- Exercise requirements
The reply is to be an exact repetition of the entries that follow, with each picture left out.

··· Extracted records ···

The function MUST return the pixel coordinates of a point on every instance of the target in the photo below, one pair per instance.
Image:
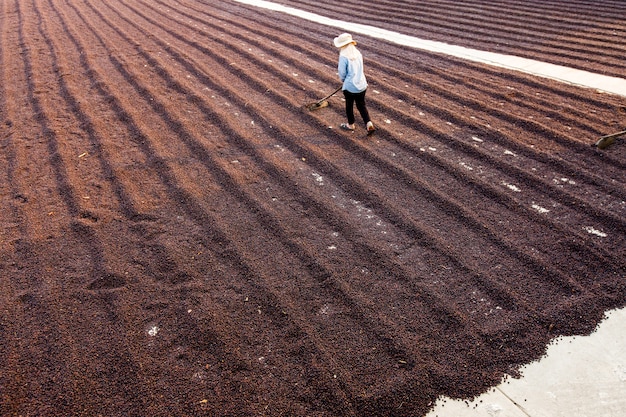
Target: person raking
(350, 69)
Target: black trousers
(359, 99)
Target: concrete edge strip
(603, 83)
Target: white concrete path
(579, 377)
(612, 85)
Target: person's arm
(342, 68)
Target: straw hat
(343, 40)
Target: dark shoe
(348, 127)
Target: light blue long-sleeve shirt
(351, 73)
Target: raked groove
(607, 84)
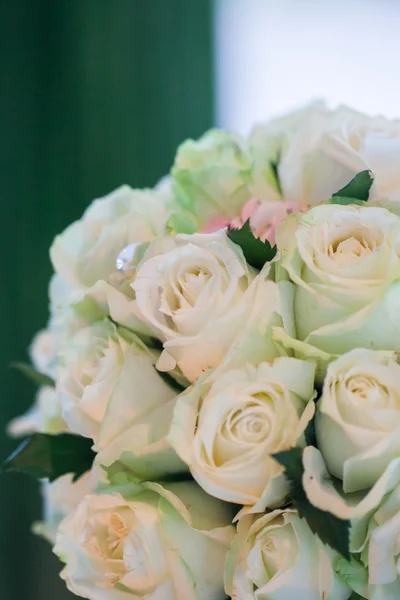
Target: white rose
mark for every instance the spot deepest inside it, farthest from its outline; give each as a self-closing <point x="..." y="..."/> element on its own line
<point x="158" y="544"/>
<point x="358" y="417"/>
<point x="97" y="362"/>
<point x="295" y="143"/>
<point x="133" y="432"/>
<point x="197" y="291"/>
<point x="345" y="262"/>
<point x="378" y="552"/>
<point x="43" y="352"/>
<point x="85" y="255"/>
<point x="87" y="250"/>
<point x="210" y="178"/>
<point x="60" y="498"/>
<point x="226" y="429"/>
<point x="354" y="145"/>
<point x="277" y="557"/>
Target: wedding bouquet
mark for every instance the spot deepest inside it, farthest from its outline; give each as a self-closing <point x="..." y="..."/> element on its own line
<point x="218" y="411"/>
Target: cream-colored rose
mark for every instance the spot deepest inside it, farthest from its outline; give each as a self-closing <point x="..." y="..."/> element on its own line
<point x="295" y="144"/>
<point x="358" y="417"/>
<point x="196" y="291"/>
<point x="43" y="352"/>
<point x="210" y="178"/>
<point x="87" y="250"/>
<point x="345" y="263"/>
<point x="277" y="557"/>
<point x="227" y="426"/>
<point x="98" y="363"/>
<point x="354" y="145"/>
<point x="158" y="544"/>
<point x="378" y="551"/>
<point x="373" y="572"/>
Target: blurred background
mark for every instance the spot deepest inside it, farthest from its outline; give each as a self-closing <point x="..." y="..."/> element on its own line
<point x="96" y="93"/>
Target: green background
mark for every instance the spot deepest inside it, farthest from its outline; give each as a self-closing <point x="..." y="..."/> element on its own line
<point x="94" y="93"/>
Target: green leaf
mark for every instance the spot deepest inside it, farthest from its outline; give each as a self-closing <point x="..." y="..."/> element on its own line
<point x="357" y="190"/>
<point x="33" y="375"/>
<point x="330" y="529"/>
<point x="255" y="251"/>
<point x="52" y="456"/>
<point x="167" y="378"/>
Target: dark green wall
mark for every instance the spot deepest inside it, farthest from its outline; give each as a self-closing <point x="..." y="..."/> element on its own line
<point x="94" y="93"/>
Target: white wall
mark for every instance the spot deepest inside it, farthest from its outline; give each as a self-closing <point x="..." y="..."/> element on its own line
<point x="274" y="55"/>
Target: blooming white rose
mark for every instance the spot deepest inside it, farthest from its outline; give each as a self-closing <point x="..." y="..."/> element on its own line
<point x="210" y="178"/>
<point x="60" y="498"/>
<point x="43" y="352"/>
<point x="350" y="146"/>
<point x="195" y="291"/>
<point x="378" y="552"/>
<point x="277" y="557"/>
<point x="227" y="427"/>
<point x="133" y="432"/>
<point x="295" y="144"/>
<point x="87" y="250"/>
<point x="158" y="544"/>
<point x="358" y="417"/>
<point x="98" y="361"/>
<point x="345" y="262"/>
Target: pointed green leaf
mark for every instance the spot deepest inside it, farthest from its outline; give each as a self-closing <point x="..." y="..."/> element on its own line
<point x="357" y="190"/>
<point x="52" y="456"/>
<point x="35" y="376"/>
<point x="255" y="251"/>
<point x="171" y="381"/>
<point x="330" y="529"/>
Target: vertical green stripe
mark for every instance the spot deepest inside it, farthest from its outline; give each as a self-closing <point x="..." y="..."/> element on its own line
<point x="94" y="93"/>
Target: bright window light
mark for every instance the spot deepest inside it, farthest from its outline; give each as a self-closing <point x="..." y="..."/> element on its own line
<point x="274" y="55"/>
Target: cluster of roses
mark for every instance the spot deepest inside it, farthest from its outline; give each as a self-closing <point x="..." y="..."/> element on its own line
<point x="228" y="342"/>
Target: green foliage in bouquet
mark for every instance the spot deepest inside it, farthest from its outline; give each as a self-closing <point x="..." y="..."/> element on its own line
<point x="52" y="456"/>
<point x="256" y="252"/>
<point x="355" y="192"/>
<point x="330" y="529"/>
<point x="33" y="374"/>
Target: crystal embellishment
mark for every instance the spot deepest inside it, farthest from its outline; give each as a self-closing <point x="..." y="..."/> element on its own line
<point x="126" y="257"/>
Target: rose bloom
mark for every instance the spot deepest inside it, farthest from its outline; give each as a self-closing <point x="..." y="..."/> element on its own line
<point x="277" y="557"/>
<point x="98" y="362"/>
<point x="358" y="417"/>
<point x="345" y="264"/>
<point x="227" y="426"/>
<point x="194" y="290"/>
<point x="87" y="250"/>
<point x="158" y="544"/>
<point x="318" y="151"/>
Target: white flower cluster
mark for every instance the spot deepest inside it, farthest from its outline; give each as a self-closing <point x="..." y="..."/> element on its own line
<point x="192" y="369"/>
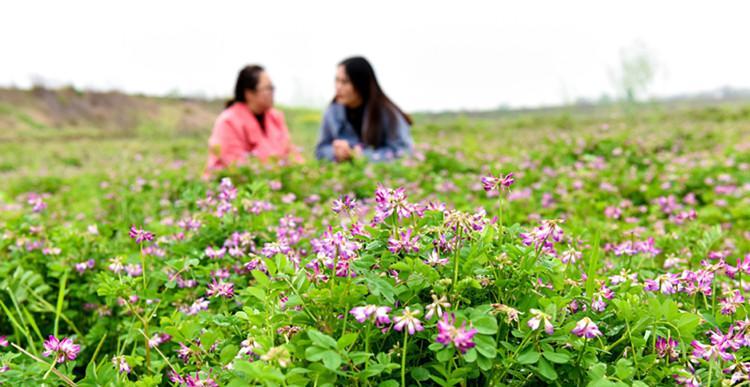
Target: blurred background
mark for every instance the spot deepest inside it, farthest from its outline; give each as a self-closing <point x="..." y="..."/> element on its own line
<point x="84" y="84"/>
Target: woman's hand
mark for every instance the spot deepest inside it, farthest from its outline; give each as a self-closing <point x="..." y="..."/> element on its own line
<point x="341" y="150"/>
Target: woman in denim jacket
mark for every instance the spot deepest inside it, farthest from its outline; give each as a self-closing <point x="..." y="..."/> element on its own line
<point x="361" y="120"/>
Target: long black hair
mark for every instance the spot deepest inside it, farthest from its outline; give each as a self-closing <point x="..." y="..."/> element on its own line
<point x="362" y="77"/>
<point x="246" y="80"/>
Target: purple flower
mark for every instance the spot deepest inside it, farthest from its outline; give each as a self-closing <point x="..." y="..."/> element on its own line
<point x="448" y="333"/>
<point x="121" y="364"/>
<point x="709" y="352"/>
<point x="379" y="314"/>
<point x="538" y="318"/>
<point x="433" y="259"/>
<point x="214" y="253"/>
<point x="668" y="283"/>
<point x="389" y="201"/>
<point x="81" y="267"/>
<point x="133" y="270"/>
<point x="586" y="328"/>
<point x="436" y="307"/>
<point x="544" y="236"/>
<point x="140" y="235"/>
<point x="158" y="339"/>
<point x="667" y="348"/>
<point x="63" y="350"/>
<point x="404" y="243"/>
<point x="729" y="305"/>
<point x="196" y="381"/>
<point x="408" y="319"/>
<point x="570" y="256"/>
<point x="345" y="203"/>
<point x="36" y="202"/>
<point x="220" y="289"/>
<point x="493" y="183"/>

···

- Your solution
The function MUST return the pixel coordinates of a point on every instance of the target in the photo below, one pair per instance.
Image:
Target: person raking
(350, 69)
Target: black trousers
(359, 99)
Target: concrete edge strip
(603, 83)
Target: white concrete path
(579, 377)
(612, 85)
Target: person's arm
(342, 68)
Target: straw hat
(343, 40)
Target: dark shoe
(348, 127)
Target: light blue long-sleeve shirt
(351, 73)
Target: raked groove
(607, 84)
Target: white rose
mark for every instance the spot deepest inside it, farthest from its outline; give each as a self-closing <point x="..." y="..."/> element on its own line
<point x="158" y="544"/>
<point x="358" y="417"/>
<point x="97" y="362"/>
<point x="295" y="143"/>
<point x="133" y="432"/>
<point x="197" y="291"/>
<point x="345" y="262"/>
<point x="378" y="552"/>
<point x="43" y="352"/>
<point x="85" y="255"/>
<point x="87" y="250"/>
<point x="210" y="178"/>
<point x="60" y="498"/>
<point x="226" y="429"/>
<point x="354" y="145"/>
<point x="277" y="557"/>
Target: wedding bouquet
mark for every instance the spot deepest inside it, farthest from its outline; give each as a self-closing <point x="..." y="..."/> element on its own line
<point x="218" y="411"/>
Target: cream-colored rose
mark for every instance the spot deepest inside it, farthest from its outline; give each as a self-closing <point x="..." y="..."/> element on its own line
<point x="295" y="144"/>
<point x="358" y="417"/>
<point x="196" y="291"/>
<point x="43" y="352"/>
<point x="210" y="178"/>
<point x="87" y="250"/>
<point x="345" y="263"/>
<point x="277" y="557"/>
<point x="227" y="426"/>
<point x="98" y="363"/>
<point x="354" y="145"/>
<point x="158" y="544"/>
<point x="378" y="551"/>
<point x="373" y="572"/>
Target: blurred background
mark for every instance the spot deepest inside it, farthest from its outline; give each as a self-closing <point x="..." y="..."/> element on its own line
<point x="96" y="93"/>
Target: green background
mark for every instance the spot deepest inside it, farthest from its outline; give each as a self-closing <point x="..." y="..."/> element on its own line
<point x="94" y="93"/>
Target: green leaf
mark for every instance the spot deepest inside it, farthest from its outline; give each as a self-closing <point x="..." y="..."/> element on its own line
<point x="357" y="190"/>
<point x="33" y="375"/>
<point x="330" y="529"/>
<point x="255" y="251"/>
<point x="52" y="456"/>
<point x="167" y="378"/>
Target: dark green wall
mark for every instance the spot deepest inside it, farthest from its outline; give each as a self-closing <point x="..." y="..."/> element on its own line
<point x="94" y="93"/>
Target: white wall
mark for every instance the spot deepest inside it, farthest from its outline; give each as a self-closing <point x="..." y="..."/> element on its own line
<point x="274" y="55"/>
Target: blooming white rose
mark for every instance the spot deepest inside it, farthest from its outline; give each as a self-closing <point x="..." y="..."/> element on its own line
<point x="210" y="178"/>
<point x="60" y="498"/>
<point x="43" y="352"/>
<point x="350" y="146"/>
<point x="195" y="291"/>
<point x="378" y="552"/>
<point x="277" y="557"/>
<point x="227" y="427"/>
<point x="133" y="432"/>
<point x="295" y="144"/>
<point x="87" y="250"/>
<point x="158" y="544"/>
<point x="358" y="417"/>
<point x="98" y="361"/>
<point x="345" y="262"/>
Target: pointed green leaf
mark for every instance the spot deepest inside it, farthest from its outline; give each as a self-closing <point x="..." y="..."/> element on its own line
<point x="357" y="190"/>
<point x="52" y="456"/>
<point x="35" y="376"/>
<point x="255" y="251"/>
<point x="171" y="381"/>
<point x="330" y="529"/>
Target: vertical green stripe
mark for every instance the spot deepest inside it, farthest from its outline; give each as a self-closing <point x="..." y="..."/> element on its own line
<point x="94" y="93"/>
Target: bright window light
mark for every instance the spot deepest inside it, farthest from its outline; give each as a self-closing <point x="..." y="..."/> element on its own line
<point x="274" y="55"/>
Target: cluster of roses
mark for every instance the spot deepest inside it, farthest from its outline; give each as a self-closing <point x="..." y="..."/> element on its own line
<point x="228" y="342"/>
Target: green foliage in bouquet
mark for every instance the spot deepest inside it, farthest from its outline; give each as a self-closing <point x="..." y="..."/> element on its own line
<point x="52" y="456"/>
<point x="256" y="252"/>
<point x="355" y="192"/>
<point x="330" y="529"/>
<point x="33" y="374"/>
Target: crystal embellishment
mark for every instance the spot deepest inside it, farthest from its outline; give each as a self-closing <point x="..." y="..."/> element on its own line
<point x="126" y="257"/>
Target: rose bloom
mark for every instance the spot deepest inside it, farthest from its outline; give each as a self-closing <point x="..." y="..."/> element on its own line
<point x="277" y="557"/>
<point x="98" y="362"/>
<point x="358" y="417"/>
<point x="345" y="264"/>
<point x="227" y="426"/>
<point x="194" y="290"/>
<point x="87" y="250"/>
<point x="158" y="544"/>
<point x="318" y="151"/>
Target: white flower cluster
mark for every instance the spot deepest inside it, farthest from its outline; give each as a self-closing <point x="..." y="..."/> element on its own line
<point x="192" y="369"/>
Target: blurred background
mark for every instance the spot deepest inside it, farthest from its outline; give each as a self-closing <point x="..." y="..."/> element on its own line
<point x="84" y="84"/>
Target: woman's hand
mark for every instance the spot deepest inside it, farthest from its outline; give each as a self-closing <point x="..." y="..."/> element on its own line
<point x="341" y="150"/>
Target: woman in denim jacket
mark for every instance the spot deepest inside it, farthest from its outline; give each as a self-closing <point x="..." y="..."/> element on its own line
<point x="361" y="120"/>
Target: long black hair
mark for every instance the spot deepest inside it, farthest from its outline; give each as a self-closing <point x="..." y="..."/> element on its own line
<point x="362" y="77"/>
<point x="246" y="80"/>
Target: purple flower
mark for every instance the spot deepest inside it, farthest from its outline; give each as a self-closing <point x="..." y="..."/> element on its own line
<point x="448" y="333"/>
<point x="121" y="364"/>
<point x="709" y="352"/>
<point x="379" y="314"/>
<point x="538" y="318"/>
<point x="433" y="259"/>
<point x="214" y="253"/>
<point x="668" y="283"/>
<point x="389" y="201"/>
<point x="81" y="267"/>
<point x="133" y="270"/>
<point x="586" y="328"/>
<point x="436" y="307"/>
<point x="544" y="236"/>
<point x="140" y="235"/>
<point x="158" y="339"/>
<point x="667" y="348"/>
<point x="63" y="350"/>
<point x="404" y="243"/>
<point x="729" y="305"/>
<point x="196" y="381"/>
<point x="408" y="319"/>
<point x="570" y="256"/>
<point x="345" y="203"/>
<point x="36" y="202"/>
<point x="220" y="289"/>
<point x="493" y="183"/>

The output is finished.